» **Work instructions**: The reply should return the data in full, exactly as written.

(Records from a collection)
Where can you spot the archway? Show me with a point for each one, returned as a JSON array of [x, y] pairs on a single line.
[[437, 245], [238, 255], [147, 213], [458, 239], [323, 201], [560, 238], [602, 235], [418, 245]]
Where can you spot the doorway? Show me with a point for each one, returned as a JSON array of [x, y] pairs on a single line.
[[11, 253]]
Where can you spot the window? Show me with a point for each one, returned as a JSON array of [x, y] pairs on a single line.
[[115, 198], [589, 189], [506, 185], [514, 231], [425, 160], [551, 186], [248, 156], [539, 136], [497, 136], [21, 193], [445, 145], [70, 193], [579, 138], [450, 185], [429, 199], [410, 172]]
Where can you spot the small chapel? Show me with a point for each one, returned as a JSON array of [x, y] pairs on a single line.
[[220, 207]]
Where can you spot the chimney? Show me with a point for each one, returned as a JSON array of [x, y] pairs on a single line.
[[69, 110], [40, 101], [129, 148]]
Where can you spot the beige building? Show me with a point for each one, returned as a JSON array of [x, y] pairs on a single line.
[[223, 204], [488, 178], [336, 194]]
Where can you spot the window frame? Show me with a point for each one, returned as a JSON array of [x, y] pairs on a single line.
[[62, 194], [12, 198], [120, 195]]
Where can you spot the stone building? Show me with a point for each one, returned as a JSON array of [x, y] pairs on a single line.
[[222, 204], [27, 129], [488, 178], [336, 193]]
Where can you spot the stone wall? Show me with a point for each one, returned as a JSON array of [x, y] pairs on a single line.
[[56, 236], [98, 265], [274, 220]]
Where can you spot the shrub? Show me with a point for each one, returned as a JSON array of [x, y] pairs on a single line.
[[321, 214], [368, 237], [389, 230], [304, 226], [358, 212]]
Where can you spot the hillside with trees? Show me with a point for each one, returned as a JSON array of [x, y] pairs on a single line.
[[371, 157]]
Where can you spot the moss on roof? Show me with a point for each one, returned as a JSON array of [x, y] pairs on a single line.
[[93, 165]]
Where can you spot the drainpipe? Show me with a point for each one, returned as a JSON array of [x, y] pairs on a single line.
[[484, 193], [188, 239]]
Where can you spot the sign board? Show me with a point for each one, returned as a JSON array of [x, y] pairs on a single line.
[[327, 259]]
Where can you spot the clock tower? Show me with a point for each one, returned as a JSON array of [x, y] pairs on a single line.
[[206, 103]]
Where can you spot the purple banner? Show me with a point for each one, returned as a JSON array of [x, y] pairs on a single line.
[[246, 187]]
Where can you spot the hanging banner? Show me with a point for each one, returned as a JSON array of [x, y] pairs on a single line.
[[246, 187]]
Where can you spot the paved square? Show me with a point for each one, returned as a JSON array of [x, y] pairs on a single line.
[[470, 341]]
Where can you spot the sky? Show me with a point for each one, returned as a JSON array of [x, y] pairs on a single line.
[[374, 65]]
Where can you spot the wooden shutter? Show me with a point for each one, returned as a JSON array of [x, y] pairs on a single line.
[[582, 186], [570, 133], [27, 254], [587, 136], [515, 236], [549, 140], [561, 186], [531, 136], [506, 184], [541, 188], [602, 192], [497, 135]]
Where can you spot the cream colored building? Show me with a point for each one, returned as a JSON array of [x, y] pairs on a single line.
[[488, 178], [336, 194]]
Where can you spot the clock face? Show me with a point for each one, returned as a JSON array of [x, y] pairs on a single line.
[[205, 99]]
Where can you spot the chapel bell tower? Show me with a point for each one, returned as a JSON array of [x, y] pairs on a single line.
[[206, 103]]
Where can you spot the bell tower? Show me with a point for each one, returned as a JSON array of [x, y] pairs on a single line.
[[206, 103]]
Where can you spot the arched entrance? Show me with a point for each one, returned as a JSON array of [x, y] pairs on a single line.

» **Task response**:
Where can you spot the archway? Show me with a point for each one, returned as a JSON array of [x, y] pairs on a single line.
[[437, 245], [238, 255], [147, 213], [458, 239], [323, 201], [560, 238], [602, 235], [418, 245]]
Where can you spot the doorway? Show me with a point for each one, returned as a JSON array of [x, y] pairs on a single line.
[[11, 253]]
Where can you spot the window? Show me with a point for each one, returned as a JSON array of [x, y] pairs on a single line.
[[115, 198], [589, 189], [506, 185], [514, 231], [425, 160], [551, 186], [248, 156], [539, 136], [497, 136], [21, 193], [445, 145], [70, 193], [579, 138], [450, 185], [429, 199], [410, 172]]
Where can you spot the small chapel? Show me with a point for each one, returned as a JSON array of [x, y] pairs on a single line.
[[220, 207]]
Where can you spot the chimney? Show me with a point for each one, returned as a JSON array of [x, y] pairs on a single line.
[[69, 110], [40, 101], [129, 148]]
Where can you spot the beige building? Show me with a point for each one, returned as a JSON array of [x, y] pairs on a single line.
[[223, 204], [488, 178], [336, 194]]
Where can you spot the window frame? Show me with a point for each one, returned as a JSON array of [x, y] pairs on a single line.
[[62, 194], [12, 198], [120, 195]]
Where can you spot the stone building? Show me with a point for each one, returned as a JSON array of [x, y] pairs on a single line.
[[222, 204], [27, 129], [488, 178], [336, 193]]
Where can you spot the stone wall? Show me with a point for each one, returned as a JSON array of [x, y] pairs on a single line.
[[56, 236], [98, 265], [274, 220]]
Where can you spot the shrub? Show me with a point for each one, returned as a JSON array of [x, y] pairs on a single line.
[[321, 214], [368, 237], [389, 230], [304, 226], [358, 212]]
Where can you spot the hillside with trees? Show me with a point for each one, returned as a JSON array of [x, y] pairs on a single line.
[[371, 157]]
Where can you spot the moss on roof? Show me with a point for each one, returned as a JSON array of [x, y] pairs on a single line.
[[93, 165]]
Where can you spot the drainpipe? Show me with a point for each one, returned as a JSON array of [x, y] pairs on a single line.
[[484, 193], [188, 239]]
Where can you spot the sign board? Show me with a point for each one, returned as a JSON array of [x, y] pairs on a single line.
[[327, 259]]
Where can you spot the clock tower? Show me with a point for each one, returned as a JSON array of [x, y] pairs on a single line.
[[206, 103]]
Where can you spot the purple banner? Show me with a point for each one, returned as a JSON array of [x, y] pairs on a single line.
[[246, 187]]
Where can you spot the hanging banner? Show me with a point for each one, returned as a JSON array of [x, y] pairs on a single line.
[[246, 187]]
Where can you spot the paved square? Show me with a point for each one, returned as a JSON array of [x, y] pairs on a single line.
[[470, 341]]
Where can you spot the sky? Show me with a point for each one, returned as a JSON array of [x, y] pairs on a single line.
[[374, 65]]
Where can you spot the wooden shutter? Show me with a point for each one, returned as a JSON array of [x, y] pairs on a single line.
[[582, 186], [570, 133], [27, 254], [587, 136], [515, 236], [549, 140], [561, 186], [531, 136], [506, 184], [541, 188], [602, 192], [497, 135]]
Where can you spot the cream colored building? Show me with a point for each one, returned as a JSON array of [x, y] pairs on a single line.
[[488, 178], [336, 194]]
Where can you spot the clock face? Show me with a point for each one, returned as a JSON array of [x, y] pairs on a single line.
[[205, 99]]
Where can you spot the chapel bell tower? Show me with a point for each one, returned as a JSON array of [x, y] pairs on a single line.
[[206, 103]]
Where can you spot the bell tower? Show me with a point for each one, returned as a JSON array of [x, y] pairs on a single line.
[[206, 103]]
Where can you spot the arched entrance? Show me with a point for each one, returned as a JSON array of [x, y] pairs on a single line.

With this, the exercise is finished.